▶ **DOCUMENT PASSAGE**
::::

I have a wonderful group of MSc students working on building a proof-of-concept energy disaggregation competition platform.
The full project spec is here.
The basic idea is that the platform will allow researchers to download training data (recording both the whole-house aggregate and individual appliance data) at a number of different sample rates, and then researchers will upload the output of their disaggregation algorithm to the platform for scoring against a set of metrics.
Which file format should we use for the training data (the data that competitors will download) and the NILM output (the data that competitors will upload)? CSV seems like a necessity to make it as easy as possible to load. Should we just use the
REDD format (i.e. have a set of
house_X directories, each of which contains a
labels.dat file and several
channel_Y.dat files, each containing two columns: timestamp and power demand) but use a controlled vocabulary for appliance names? Or do we need a more sophisticated file format (e.g. the
CSV format defined in NILMTK's CSVDataStore class that could potentially handle non-power data like weather data and confidence scores for NILM output? Or a richer metadata format which can encode things like sample rate, active / apparent power, etc... e.g. the
Simple NILM Metadata schema currently stuttering into existence?)
It would also be nice to allow folks to download high frequency data (kHz). What format should we use for that? Lucas' Pereira's "
SURF-PI" format seems to be the only attempt to standardise kHz energy data. Can we compress SURF-PI using, for example,
FLAC?

::::

▶ **PROVIDED DATA**
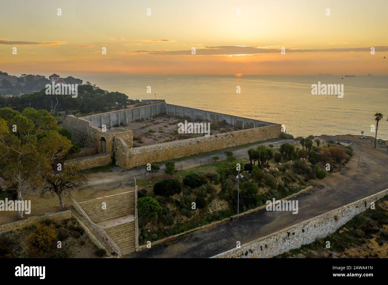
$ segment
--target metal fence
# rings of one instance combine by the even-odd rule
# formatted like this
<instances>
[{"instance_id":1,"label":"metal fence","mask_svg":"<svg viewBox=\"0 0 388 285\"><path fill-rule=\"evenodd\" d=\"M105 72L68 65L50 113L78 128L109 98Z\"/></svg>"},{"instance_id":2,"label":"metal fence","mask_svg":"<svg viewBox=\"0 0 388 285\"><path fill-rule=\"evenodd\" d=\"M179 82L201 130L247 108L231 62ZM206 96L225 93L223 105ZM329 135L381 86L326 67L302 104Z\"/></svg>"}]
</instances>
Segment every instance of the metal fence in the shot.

::::

▶ **STATED PROBLEM**
According to the post on the energy disaggregation competition platform, why does CSV seem necessary for the file formats?

▶ **RESULT**
CSV seems necessary because it makes the data as easy as possible to load. This applies both to the training data that competitors will download and to the output they will upload.